_Saved data entries_
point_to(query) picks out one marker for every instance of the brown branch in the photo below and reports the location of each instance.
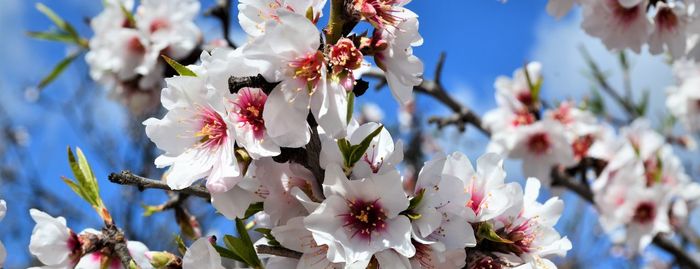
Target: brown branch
(560, 178)
(278, 251)
(127, 178)
(463, 115)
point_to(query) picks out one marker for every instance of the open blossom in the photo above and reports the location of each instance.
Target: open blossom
(620, 24)
(196, 135)
(201, 254)
(443, 224)
(254, 15)
(540, 146)
(670, 29)
(290, 47)
(531, 228)
(127, 53)
(52, 242)
(360, 218)
(403, 70)
(382, 155)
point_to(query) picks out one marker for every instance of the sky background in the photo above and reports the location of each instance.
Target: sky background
(482, 38)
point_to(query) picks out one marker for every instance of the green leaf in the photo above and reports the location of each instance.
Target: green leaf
(267, 233)
(58, 21)
(57, 70)
(129, 17)
(52, 36)
(225, 253)
(485, 231)
(360, 149)
(181, 69)
(181, 247)
(351, 106)
(252, 209)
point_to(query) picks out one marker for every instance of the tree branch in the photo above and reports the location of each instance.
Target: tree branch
(278, 251)
(127, 178)
(560, 178)
(434, 88)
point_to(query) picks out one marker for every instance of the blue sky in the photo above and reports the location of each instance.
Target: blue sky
(482, 38)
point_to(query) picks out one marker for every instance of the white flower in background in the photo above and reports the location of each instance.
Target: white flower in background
(403, 70)
(684, 103)
(670, 29)
(443, 223)
(489, 196)
(295, 236)
(170, 25)
(201, 254)
(559, 8)
(361, 217)
(382, 155)
(254, 15)
(3, 252)
(540, 146)
(531, 228)
(620, 24)
(290, 47)
(97, 260)
(196, 136)
(127, 55)
(52, 242)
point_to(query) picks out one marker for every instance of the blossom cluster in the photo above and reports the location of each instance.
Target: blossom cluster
(125, 51)
(665, 26)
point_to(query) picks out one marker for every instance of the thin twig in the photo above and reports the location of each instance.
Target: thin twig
(128, 178)
(278, 251)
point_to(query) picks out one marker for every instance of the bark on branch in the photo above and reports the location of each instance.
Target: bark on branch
(127, 178)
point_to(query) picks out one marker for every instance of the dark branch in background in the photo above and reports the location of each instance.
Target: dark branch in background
(258, 81)
(127, 178)
(602, 81)
(278, 251)
(462, 116)
(560, 178)
(222, 11)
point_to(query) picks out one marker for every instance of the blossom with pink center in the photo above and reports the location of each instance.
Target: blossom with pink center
(254, 15)
(246, 110)
(540, 146)
(380, 13)
(361, 217)
(530, 226)
(403, 70)
(289, 48)
(670, 29)
(619, 24)
(196, 135)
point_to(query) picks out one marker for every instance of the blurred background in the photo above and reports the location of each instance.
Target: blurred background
(482, 39)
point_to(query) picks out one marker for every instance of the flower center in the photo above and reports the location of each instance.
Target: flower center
(249, 108)
(308, 68)
(375, 166)
(539, 143)
(213, 130)
(158, 24)
(645, 213)
(135, 46)
(523, 117)
(380, 13)
(624, 16)
(364, 218)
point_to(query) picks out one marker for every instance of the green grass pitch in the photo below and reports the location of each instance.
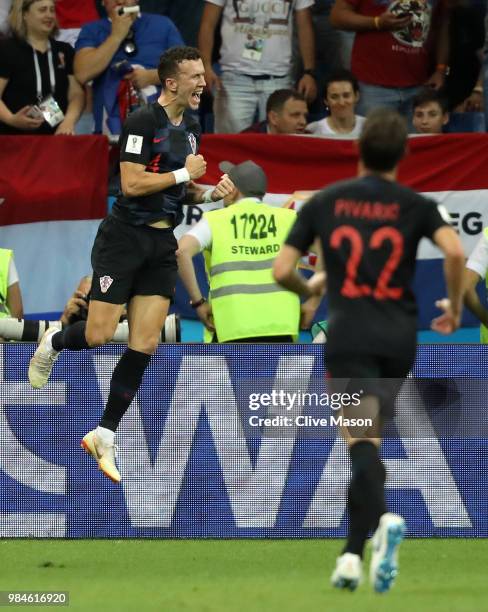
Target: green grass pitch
(241, 575)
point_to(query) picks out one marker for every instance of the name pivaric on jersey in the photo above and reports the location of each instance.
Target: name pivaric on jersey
(369, 229)
(149, 138)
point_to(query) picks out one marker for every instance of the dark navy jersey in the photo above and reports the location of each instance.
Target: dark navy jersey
(149, 138)
(369, 229)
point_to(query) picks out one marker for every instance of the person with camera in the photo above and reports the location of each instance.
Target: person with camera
(38, 92)
(120, 54)
(134, 253)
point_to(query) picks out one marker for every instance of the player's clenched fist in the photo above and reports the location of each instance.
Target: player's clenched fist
(196, 166)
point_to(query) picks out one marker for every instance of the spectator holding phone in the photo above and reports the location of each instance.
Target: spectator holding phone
(38, 92)
(120, 54)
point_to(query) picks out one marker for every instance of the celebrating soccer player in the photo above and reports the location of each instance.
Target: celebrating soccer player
(369, 229)
(133, 256)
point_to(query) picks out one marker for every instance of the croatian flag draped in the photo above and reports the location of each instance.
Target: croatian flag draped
(54, 193)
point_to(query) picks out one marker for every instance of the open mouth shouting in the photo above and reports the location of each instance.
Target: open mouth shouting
(195, 97)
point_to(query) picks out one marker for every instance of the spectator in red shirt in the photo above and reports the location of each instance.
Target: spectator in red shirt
(390, 56)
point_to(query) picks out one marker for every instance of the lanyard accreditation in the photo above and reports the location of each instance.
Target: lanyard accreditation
(52, 75)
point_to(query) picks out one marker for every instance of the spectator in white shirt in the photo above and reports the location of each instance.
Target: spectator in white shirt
(255, 56)
(340, 98)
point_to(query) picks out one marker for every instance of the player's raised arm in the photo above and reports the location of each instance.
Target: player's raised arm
(450, 244)
(136, 181)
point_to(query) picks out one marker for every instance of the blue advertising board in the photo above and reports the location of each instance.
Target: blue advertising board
(194, 465)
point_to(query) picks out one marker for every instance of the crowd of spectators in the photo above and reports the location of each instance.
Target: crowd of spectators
(89, 55)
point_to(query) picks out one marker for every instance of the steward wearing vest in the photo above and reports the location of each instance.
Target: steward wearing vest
(10, 296)
(476, 270)
(240, 243)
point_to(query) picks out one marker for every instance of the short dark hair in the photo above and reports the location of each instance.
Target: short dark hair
(168, 62)
(342, 75)
(427, 95)
(383, 140)
(280, 97)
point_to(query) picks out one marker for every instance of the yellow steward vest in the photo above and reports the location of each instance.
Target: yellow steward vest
(5, 257)
(246, 301)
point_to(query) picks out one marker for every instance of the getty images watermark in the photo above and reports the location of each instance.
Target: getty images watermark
(287, 408)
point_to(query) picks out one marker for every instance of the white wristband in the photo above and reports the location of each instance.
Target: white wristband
(207, 196)
(181, 176)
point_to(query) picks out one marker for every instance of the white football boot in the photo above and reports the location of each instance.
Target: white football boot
(348, 573)
(42, 361)
(104, 454)
(384, 560)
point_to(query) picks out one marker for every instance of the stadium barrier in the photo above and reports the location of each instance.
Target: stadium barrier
(193, 465)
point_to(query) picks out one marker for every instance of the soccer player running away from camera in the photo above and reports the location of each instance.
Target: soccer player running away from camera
(133, 256)
(369, 229)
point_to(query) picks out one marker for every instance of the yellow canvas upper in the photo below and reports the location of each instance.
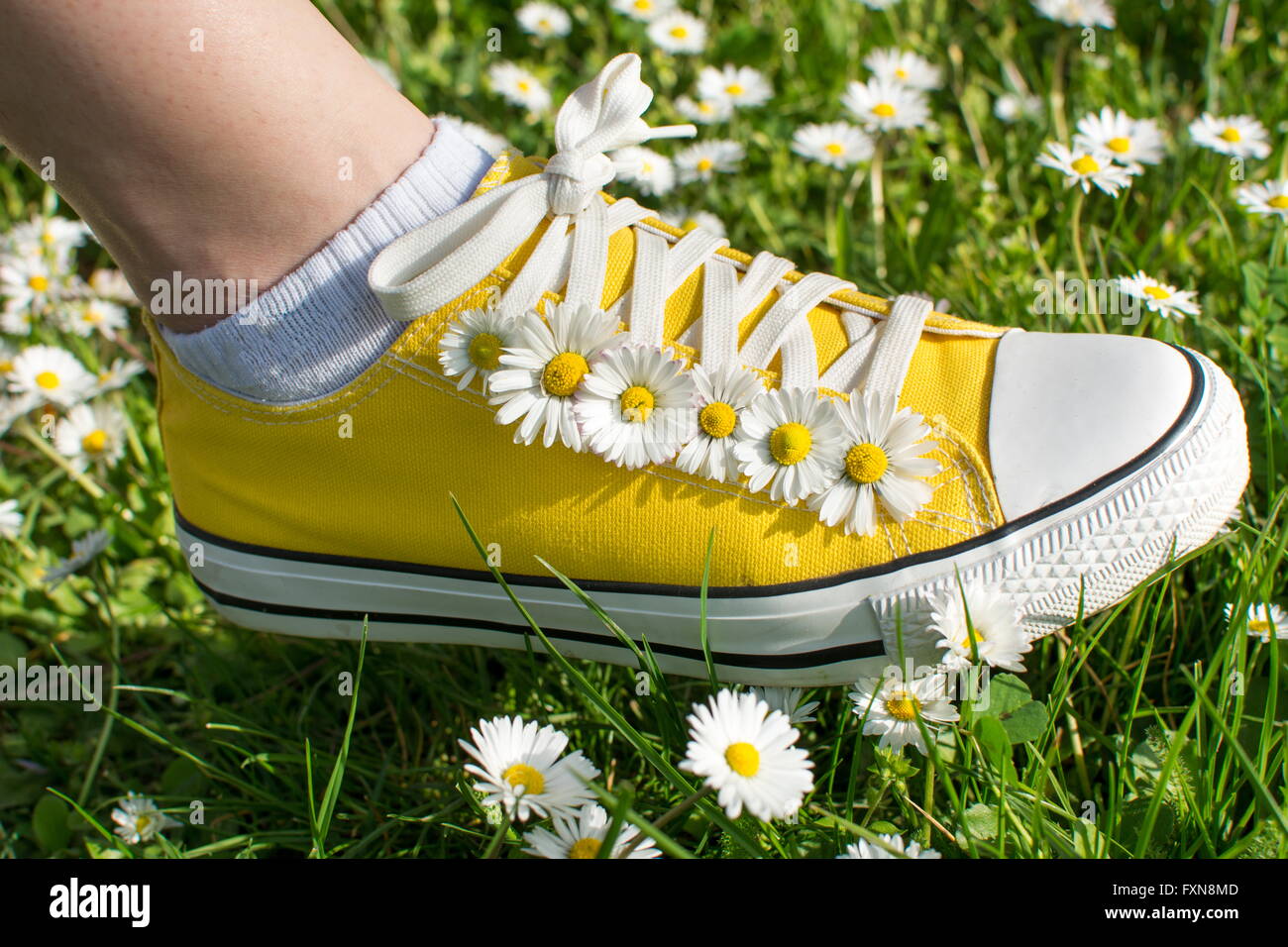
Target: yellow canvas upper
(366, 471)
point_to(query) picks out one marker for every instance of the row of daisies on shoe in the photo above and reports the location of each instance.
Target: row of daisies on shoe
(742, 745)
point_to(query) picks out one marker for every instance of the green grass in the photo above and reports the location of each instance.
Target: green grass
(1160, 727)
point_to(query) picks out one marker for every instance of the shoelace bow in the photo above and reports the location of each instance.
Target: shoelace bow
(436, 264)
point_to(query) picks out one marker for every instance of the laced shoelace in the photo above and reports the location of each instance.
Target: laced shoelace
(450, 256)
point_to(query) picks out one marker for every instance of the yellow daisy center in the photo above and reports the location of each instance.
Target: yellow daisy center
(520, 775)
(866, 463)
(585, 848)
(1086, 165)
(94, 442)
(484, 351)
(717, 419)
(638, 403)
(790, 444)
(903, 705)
(563, 373)
(743, 759)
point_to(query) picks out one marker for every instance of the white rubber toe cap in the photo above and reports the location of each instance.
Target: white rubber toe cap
(1068, 408)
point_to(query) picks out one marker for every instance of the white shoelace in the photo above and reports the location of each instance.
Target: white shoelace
(436, 264)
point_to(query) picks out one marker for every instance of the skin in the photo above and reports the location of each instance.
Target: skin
(220, 161)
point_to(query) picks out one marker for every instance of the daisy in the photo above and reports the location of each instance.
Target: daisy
(741, 86)
(881, 462)
(50, 373)
(1131, 142)
(1265, 198)
(11, 519)
(1160, 298)
(1077, 12)
(1086, 167)
(881, 106)
(473, 346)
(790, 441)
(519, 767)
(90, 434)
(644, 11)
(787, 699)
(866, 849)
(516, 85)
(84, 552)
(541, 372)
(702, 161)
(545, 21)
(890, 707)
(140, 819)
(837, 144)
(675, 31)
(722, 394)
(584, 835)
(993, 629)
(896, 65)
(1263, 621)
(648, 170)
(635, 407)
(1239, 136)
(743, 750)
(703, 112)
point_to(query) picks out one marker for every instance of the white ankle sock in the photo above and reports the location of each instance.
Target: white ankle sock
(320, 326)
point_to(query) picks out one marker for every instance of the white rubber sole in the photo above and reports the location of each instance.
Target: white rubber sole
(1095, 548)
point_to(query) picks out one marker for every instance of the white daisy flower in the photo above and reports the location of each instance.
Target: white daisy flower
(889, 707)
(643, 11)
(691, 219)
(741, 86)
(84, 552)
(787, 699)
(1086, 167)
(1265, 198)
(648, 170)
(1131, 142)
(880, 462)
(583, 836)
(677, 31)
(881, 106)
(1239, 136)
(11, 519)
(519, 767)
(50, 373)
(790, 441)
(541, 372)
(1077, 12)
(516, 85)
(1158, 296)
(702, 161)
(703, 112)
(138, 819)
(743, 750)
(722, 395)
(1263, 621)
(866, 849)
(836, 144)
(635, 406)
(542, 20)
(473, 346)
(90, 434)
(898, 65)
(993, 629)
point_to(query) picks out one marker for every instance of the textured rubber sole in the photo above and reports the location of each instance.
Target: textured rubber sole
(1087, 552)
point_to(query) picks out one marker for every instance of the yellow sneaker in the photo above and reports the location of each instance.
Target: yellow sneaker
(604, 390)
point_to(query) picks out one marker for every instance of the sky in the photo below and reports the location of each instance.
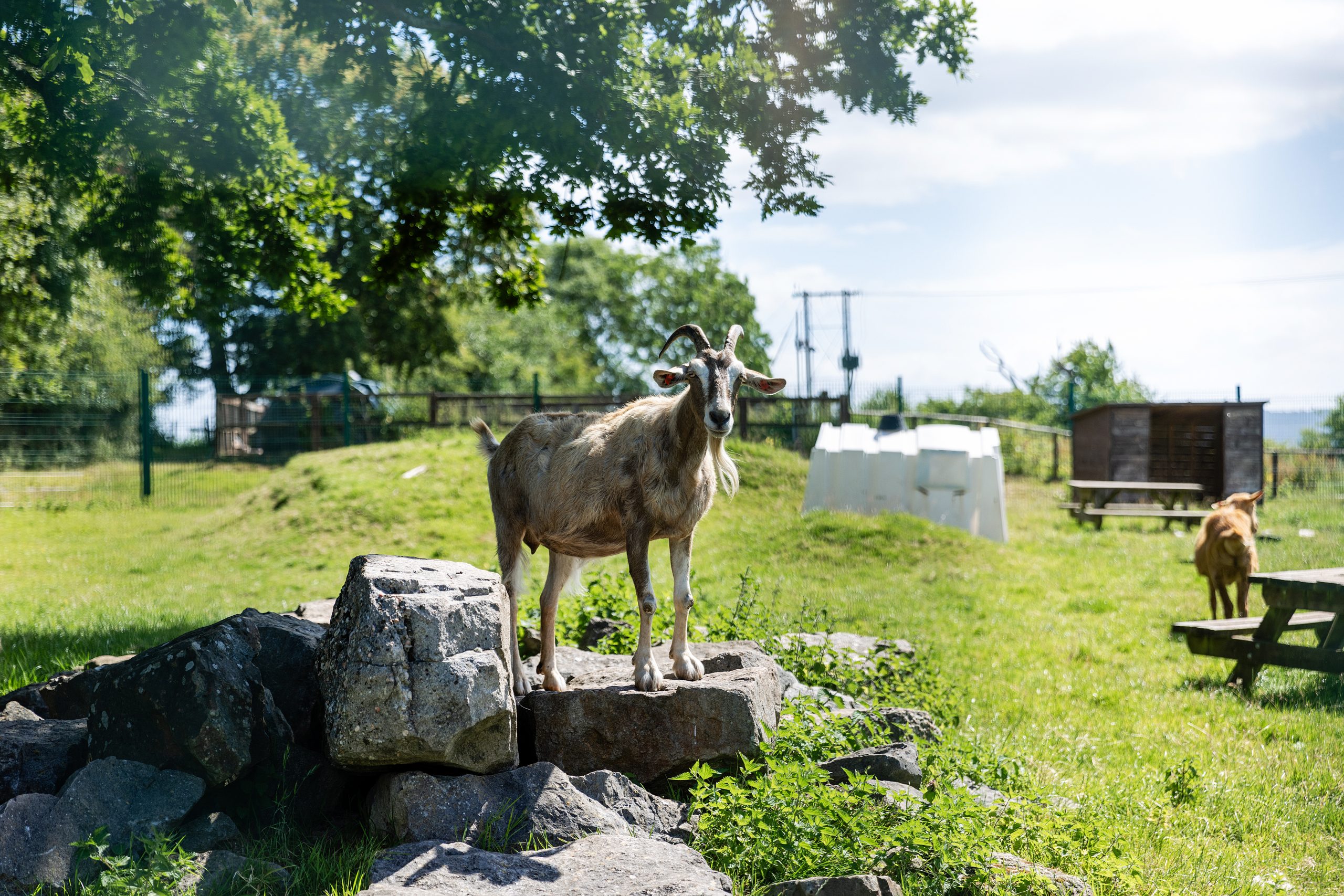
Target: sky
(1167, 176)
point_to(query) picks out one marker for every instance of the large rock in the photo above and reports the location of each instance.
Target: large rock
(598, 866)
(37, 755)
(893, 762)
(603, 722)
(414, 668)
(127, 798)
(851, 886)
(214, 702)
(526, 806)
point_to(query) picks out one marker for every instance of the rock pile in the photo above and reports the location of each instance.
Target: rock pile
(392, 707)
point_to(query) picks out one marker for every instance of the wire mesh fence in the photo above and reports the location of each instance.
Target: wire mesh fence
(73, 440)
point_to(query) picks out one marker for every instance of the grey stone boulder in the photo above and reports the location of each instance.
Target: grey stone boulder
(598, 866)
(600, 628)
(215, 702)
(37, 755)
(414, 668)
(209, 832)
(643, 812)
(1065, 884)
(127, 798)
(219, 871)
(529, 805)
(850, 886)
(893, 762)
(603, 722)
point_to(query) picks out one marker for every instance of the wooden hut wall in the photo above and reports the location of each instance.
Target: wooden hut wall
(1129, 428)
(1244, 448)
(1092, 446)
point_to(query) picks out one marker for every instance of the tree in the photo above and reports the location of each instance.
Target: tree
(627, 304)
(1043, 398)
(131, 119)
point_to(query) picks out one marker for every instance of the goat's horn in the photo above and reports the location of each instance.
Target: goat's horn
(692, 333)
(730, 344)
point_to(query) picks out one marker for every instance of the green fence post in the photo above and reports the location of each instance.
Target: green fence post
(147, 442)
(344, 410)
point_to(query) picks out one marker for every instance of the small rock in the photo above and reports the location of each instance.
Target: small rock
(983, 794)
(598, 724)
(319, 612)
(893, 762)
(215, 702)
(598, 866)
(97, 662)
(222, 871)
(508, 809)
(15, 711)
(37, 755)
(600, 628)
(1066, 884)
(127, 798)
(851, 886)
(642, 810)
(207, 833)
(62, 696)
(908, 724)
(414, 668)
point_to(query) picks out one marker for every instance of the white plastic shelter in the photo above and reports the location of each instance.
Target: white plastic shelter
(951, 475)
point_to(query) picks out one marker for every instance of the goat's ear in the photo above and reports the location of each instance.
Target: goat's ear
(667, 379)
(762, 383)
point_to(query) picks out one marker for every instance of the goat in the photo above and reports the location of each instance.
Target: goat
(1225, 551)
(592, 486)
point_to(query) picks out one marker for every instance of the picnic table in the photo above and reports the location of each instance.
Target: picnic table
(1095, 500)
(1297, 599)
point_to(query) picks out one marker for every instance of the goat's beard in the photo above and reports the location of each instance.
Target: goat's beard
(723, 467)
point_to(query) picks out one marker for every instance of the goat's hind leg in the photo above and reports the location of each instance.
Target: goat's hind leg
(514, 568)
(685, 664)
(647, 673)
(561, 568)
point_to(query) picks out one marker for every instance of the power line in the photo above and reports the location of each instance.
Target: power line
(1085, 291)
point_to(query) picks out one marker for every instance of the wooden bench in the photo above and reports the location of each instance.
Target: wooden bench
(1227, 628)
(1296, 599)
(1095, 500)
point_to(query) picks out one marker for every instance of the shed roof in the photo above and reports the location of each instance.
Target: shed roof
(1180, 405)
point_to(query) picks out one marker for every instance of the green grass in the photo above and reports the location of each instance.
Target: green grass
(1059, 638)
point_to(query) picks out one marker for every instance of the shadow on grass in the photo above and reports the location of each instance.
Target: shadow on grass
(1273, 691)
(27, 656)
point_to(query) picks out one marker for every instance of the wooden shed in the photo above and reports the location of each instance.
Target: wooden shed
(1218, 445)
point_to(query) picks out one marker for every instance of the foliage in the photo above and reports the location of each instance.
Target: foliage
(627, 304)
(155, 867)
(1043, 398)
(1331, 436)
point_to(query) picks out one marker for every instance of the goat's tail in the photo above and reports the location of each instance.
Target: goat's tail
(723, 467)
(488, 442)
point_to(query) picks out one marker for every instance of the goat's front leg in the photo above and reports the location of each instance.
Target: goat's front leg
(685, 664)
(647, 675)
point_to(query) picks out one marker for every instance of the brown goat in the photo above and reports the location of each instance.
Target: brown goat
(1225, 551)
(592, 486)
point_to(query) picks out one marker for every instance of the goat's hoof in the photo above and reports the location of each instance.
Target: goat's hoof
(687, 668)
(648, 678)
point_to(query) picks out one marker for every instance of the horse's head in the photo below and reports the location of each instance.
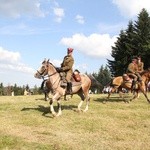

_Required action_
Write down every line of the data above that includes the string "below".

_Task answer_
point_to(query) picks out one marker for every instance of the brown branch in the photo below and reports the location of each instance.
point_to(query) picks out one marker for every instance of the green grass pitch in the photo below and reports the location of each instance.
point_to(query) picks out one marker for every instance of the yellow canvas upper in the photo below and reports the location of each instance.
point_to(query) picks out one marker for every instance of the sky in the photo below and reports the location of each instance.
point_to(query) picks out one marker for every instance of the horse's head in the photo below and reports the location of each instance.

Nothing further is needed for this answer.